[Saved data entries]
════

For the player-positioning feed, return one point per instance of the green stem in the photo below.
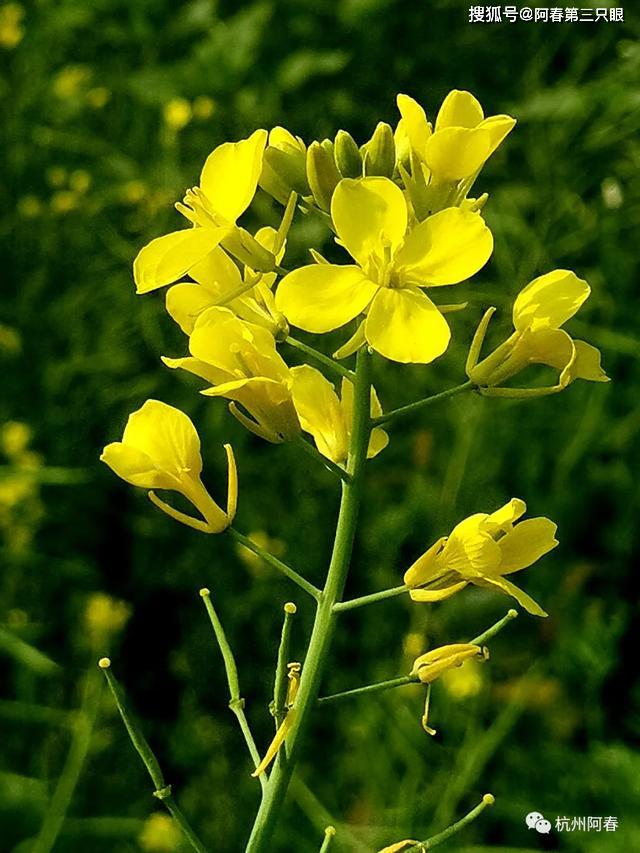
(329, 835)
(236, 702)
(315, 454)
(363, 600)
(324, 623)
(303, 583)
(441, 837)
(421, 404)
(321, 358)
(403, 680)
(389, 684)
(481, 639)
(280, 684)
(162, 790)
(76, 758)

════

• **Given problem**
Rewrite the listing with "green stem" swapped for "flower stalk", keeping all other text the same. Omit the pictures from your version.

• **Result below**
For the player-positioning feed, return one point per instance of the flower stalk in the photo below.
(329, 835)
(236, 702)
(315, 454)
(363, 600)
(324, 623)
(303, 583)
(441, 837)
(421, 404)
(321, 358)
(403, 680)
(389, 684)
(481, 639)
(280, 684)
(162, 790)
(76, 758)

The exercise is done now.